### Prompt
When you answer, restate the entries below without altering anything.
***
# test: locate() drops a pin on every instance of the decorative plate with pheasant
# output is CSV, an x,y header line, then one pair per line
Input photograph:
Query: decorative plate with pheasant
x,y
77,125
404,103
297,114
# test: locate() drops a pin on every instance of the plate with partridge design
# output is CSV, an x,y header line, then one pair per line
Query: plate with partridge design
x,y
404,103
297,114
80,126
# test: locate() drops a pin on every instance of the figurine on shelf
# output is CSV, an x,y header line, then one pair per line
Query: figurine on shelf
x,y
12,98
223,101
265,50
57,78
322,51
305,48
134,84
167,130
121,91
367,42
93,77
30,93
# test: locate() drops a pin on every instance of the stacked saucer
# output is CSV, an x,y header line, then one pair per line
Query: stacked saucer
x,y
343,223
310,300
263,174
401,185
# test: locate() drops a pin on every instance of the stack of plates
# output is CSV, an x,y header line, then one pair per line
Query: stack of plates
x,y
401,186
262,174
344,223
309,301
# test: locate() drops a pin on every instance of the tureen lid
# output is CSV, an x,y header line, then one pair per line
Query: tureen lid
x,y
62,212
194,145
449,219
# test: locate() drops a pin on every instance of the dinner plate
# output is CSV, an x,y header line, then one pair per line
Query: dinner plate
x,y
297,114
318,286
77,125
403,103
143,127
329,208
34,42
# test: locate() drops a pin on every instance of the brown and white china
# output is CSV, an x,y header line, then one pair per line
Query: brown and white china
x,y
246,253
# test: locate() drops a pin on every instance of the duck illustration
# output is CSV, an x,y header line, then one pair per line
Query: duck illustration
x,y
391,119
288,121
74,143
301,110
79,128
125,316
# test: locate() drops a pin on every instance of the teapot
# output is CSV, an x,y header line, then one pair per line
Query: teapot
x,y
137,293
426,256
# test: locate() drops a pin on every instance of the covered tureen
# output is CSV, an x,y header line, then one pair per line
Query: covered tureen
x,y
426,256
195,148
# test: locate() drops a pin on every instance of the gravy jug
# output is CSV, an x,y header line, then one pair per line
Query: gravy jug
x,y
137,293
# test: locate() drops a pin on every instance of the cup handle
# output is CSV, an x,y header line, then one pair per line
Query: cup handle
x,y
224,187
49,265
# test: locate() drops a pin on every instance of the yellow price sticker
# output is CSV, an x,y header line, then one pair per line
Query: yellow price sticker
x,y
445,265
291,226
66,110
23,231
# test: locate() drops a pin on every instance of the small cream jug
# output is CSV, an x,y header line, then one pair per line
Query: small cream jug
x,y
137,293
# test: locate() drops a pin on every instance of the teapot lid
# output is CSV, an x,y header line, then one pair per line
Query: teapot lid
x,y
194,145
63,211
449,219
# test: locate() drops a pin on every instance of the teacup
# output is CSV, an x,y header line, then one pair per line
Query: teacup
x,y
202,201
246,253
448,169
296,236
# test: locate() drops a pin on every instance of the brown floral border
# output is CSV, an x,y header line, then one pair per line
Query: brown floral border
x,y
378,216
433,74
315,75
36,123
***
### Output
# test: locate() drops a pin on every instance of the decorative plate with pheasant
# output is CSV, an x,y header line, then one pair per line
Input photograph:
Query: decorative plate with pheasant
x,y
77,125
404,103
297,114
# test: locate() drops a pin on every instance of the plate with partridge design
# output is CSV, an x,y header line, then one pair per line
Query: plate with partridge design
x,y
404,103
297,114
80,126
# test: locate() drops a pin on every instance of the figurine on shelf
# output is CSV, an x,y header line, then one pair per line
Query: figurine on shelf
x,y
12,98
223,101
265,50
57,78
322,51
305,48
134,84
167,130
121,91
367,42
93,77
30,93
# test: locate() drops a pin on every instance of the stacked saucer
# output is CSV, an x,y header line, then one pair per line
Query: stacked saucer
x,y
343,223
310,300
263,174
401,185
# test: locate() drops a pin on every instance of the stack of plates
# output is CSV, an x,y header line, then one pair per line
Query: stack of plates
x,y
401,186
262,174
344,223
309,301
# test: locate() drops a pin on every instance of the tureen lid
# output is CSV, an x,y header line, then one pair per line
Query: tureen lid
x,y
62,212
194,145
449,219
# test: locate() drops a pin on every instance of the dinner plate
# output is CSV, an x,y header line, then one pair per line
Query: dinner plate
x,y
297,114
318,286
77,125
403,103
143,127
329,208
34,42
# test: locate() drops a pin on every instance of the brown and white china
# output is CSV, an x,y header line, then one pair per line
Query: brown and white china
x,y
246,253
# test: locate() drops a pin on every instance of the duck illustration
# output is CSV, an x,y header line, then one pair per line
Query: duck illustration
x,y
391,119
288,121
74,143
301,110
79,128
125,316
# test: locate() drops a pin on every instance of the teapot
# output is CSV, an x,y header line, then one pair per line
Query: teapot
x,y
137,293
426,256
# test: locate() drops a pin on every instance of the covered tureen
# output is CSV, an x,y header line, then one pair per line
Query: covered tureen
x,y
426,256
195,148
# test: locate() drops a pin on every instance of the gravy jug
# output is CSV, an x,y header line, then one pair per line
Query: gravy jug
x,y
137,293
# test: locate() drops a pin on every instance of the cup handle
# output is CSV, an x,y header line, then one pair per line
Query: cup handle
x,y
224,187
49,265
# test: locate() drops a pin on every instance of the yellow price sticker
# output is CSV, an x,y header line, then one pair per line
Query: yellow price sticker
x,y
445,265
291,226
66,110
23,231
# test: locate() drops a pin on every instance of the small cream jug
# output is CSV, an x,y header line, then one pair per line
Query: small cream jug
x,y
137,293
# test: locate() drops a pin on every instance of the teapot lid
# output is CSV, an x,y header line, then one pair per line
Query: teapot lid
x,y
194,145
63,211
449,219
# test: locate() drops a pin on every instance of the teacup
# output is CSV, an x,y header line, then one pair per line
Query: teacup
x,y
202,201
246,253
448,169
296,236
# test: locate() drops a pin on every instance of the brown floral border
# output is CSV, an x,y header line, then one pair per line
Query: brown floral border
x,y
378,216
433,74
315,75
36,123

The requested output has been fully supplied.